(Beginning of PAGE EXCERPT)

New committee to examine potential clinical use of germline editing 

The U.S. National Academies and the U.K.’s Royal Society just formed an international commission to assess the potential clinical use of germline editing. The practice is illegal in the U.S. and many other countries, but after Chinese scientist He Jiankui’s rogue experiment led to the birth of the world’s first genome-edited babies late last year, experts have worried that other researchers may attempt the same. The new commission — whose final report is expected next year — will hold public meetings and an international workshop to come up with a framework for when it may be acceptable to use CRISPR to edit IVF embryos and establish pregnancies with them. Members include Broad Institute President Eric Lander and former FDA Commissioner Robert Califf, and the public now has 20 days to offer feedback on the commission’s membership. The WHO established an advisory committee on editing human DNA back in December.

Kids who are bullied are more likely to use cigarettes, other harmful substances

A new survey of high school students in California finds that some 14% of them were bullied, and those who were bullied are also more likely to report using harmful substances. Here’s more from the survey:

  • The design: U.S. News & World Report analysts looked at data from nearly 400,000 high school students during the 2017-2018 school year.

  • The findings: Students who reported being bullied were twice as likely to have smoked cigarettes. Around 40% of these students consumed alcohol, compared to about 29% who didn’t report being bullied. Other substances including marijuana and cocaine were also used by more students who were bullied.

  • The caveat: Although the study included a large cohort, it only examined students in a single state.

Q&A: What’s driving health issues in rural America?

A newly launched study called RURAL, from researchers behind the long-running Framingham Heart Study, will follow 4,000 participants over the next six years in 10 low-income counties in Kentucky, Alabama, Louisiana, and Mississippi to better understand the factors driving conditions like diabetes and obesity that disproportionately affect people in the South. I spoke with Boston University’s Vasan Ramachandran, principal investigator of RURAL, to learn more. 

What was the motivation for this study? 
It was a good scientific starting point to have a study that goes after the high-risk counties [in the South] but also pair them with low-risk counties. We can examine the differences and begin to understand what drives the high risk of heart, lung, and stroke death rates in the rural parts of the South. 

What do you hope will happen at the end of it? 
We do hope and expect to give back aggregate data of all these communities back to the local authorities and departments of rural health so that they can use those data to design future implementation science. 

Inside STAT: Microbiome drugs could be the next big thing. But how do you make them?


(Adobe)

It may seem like manufacturing microbiome drugs is relatively easy. After all, people provide the raw materials: Gut bacteria from volunteers make up the active ingredients for products used to treat gastrointestinal and other infections. But processing the ingredients into a product is another ordeal. Some companies are setting up small-scale operations in rented spaces, while others have created their own large manufacturing facilities. Adding to the problem, organizations that usually take on manufacturing for large drug companies won’t come anywhere near these bacteria-filled products. STAT’s Kate Sheridan has more for STAT Plus subscribers here

Rare DNA variants linked to type 2 diabetes

A study of more than 45,000 people — roughly half of whom have type 2 diabetes — has identified rare genetic variants that seem linked to the disease. The study, which used data from global registries, identified four genes with rare variants using whole exome sequencing, a technique that looks at parts of the genome that code for proteins. Even though this study looked at a large number of people, the authors write that even bigger studies with double or even triple that total will be needed to find rare variants that make a big impact on the development of disease. And although the current findings only represent an association and not a causal link, the study authors say the data could be used to further investigate potential diabetes drugs.

(End of PAGE EXCERPT)

AIM OF THE EXERCISE: Rewrite the stretch of the health news roundup from "Q&A: What’s driving" through "of the South.", replacing "counties" with "districts".

(Beginning of MATERIAL SUPPLIED)

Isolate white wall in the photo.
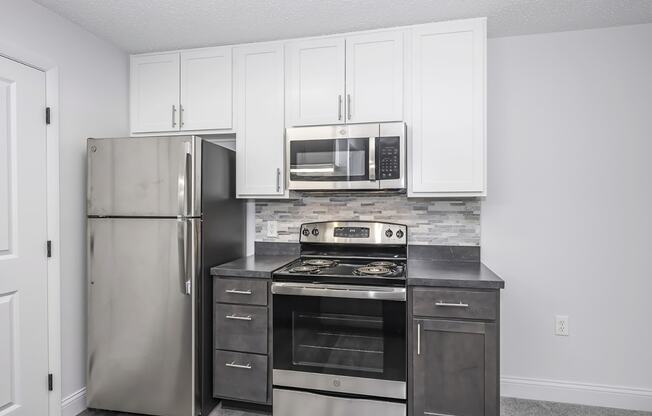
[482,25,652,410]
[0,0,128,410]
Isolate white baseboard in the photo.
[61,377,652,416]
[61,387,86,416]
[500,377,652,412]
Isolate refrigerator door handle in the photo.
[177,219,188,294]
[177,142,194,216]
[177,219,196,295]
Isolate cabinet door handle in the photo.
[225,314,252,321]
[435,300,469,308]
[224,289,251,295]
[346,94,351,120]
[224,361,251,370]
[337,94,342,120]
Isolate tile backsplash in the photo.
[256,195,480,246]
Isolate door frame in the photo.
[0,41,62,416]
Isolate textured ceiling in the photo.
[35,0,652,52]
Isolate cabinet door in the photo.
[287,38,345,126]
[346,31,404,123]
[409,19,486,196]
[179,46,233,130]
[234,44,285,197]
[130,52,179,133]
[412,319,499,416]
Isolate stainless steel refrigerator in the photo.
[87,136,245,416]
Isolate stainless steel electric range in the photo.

(End of MATERIAL SUPPLIED)

RESPONSE TO THIS EXERCISE:
Q&A: What’s driving health issues in rural America?

A newly launched study called RURAL, from researchers behind the long-running Framingham Heart Study, will follow 4,000 participants over the next six years in 10 low-income districts in Kentucky, Alabama, Louisiana, and Mississippi to better understand the factors driving conditions like diabetes and obesity that disproportionately affect people in the South. I spoke with Boston University’s Vasan Ramachandran, principal investigator of RURAL, to learn more. 

What was the motivation for this study? 
It was a good scientific starting point to have a study that goes after the high-risk districts [in the South] but also pair them with low-risk districts. We can examine the differences and begin to understand what drives the high risk of heart, lung, and stroke death rates in the rural parts of the South.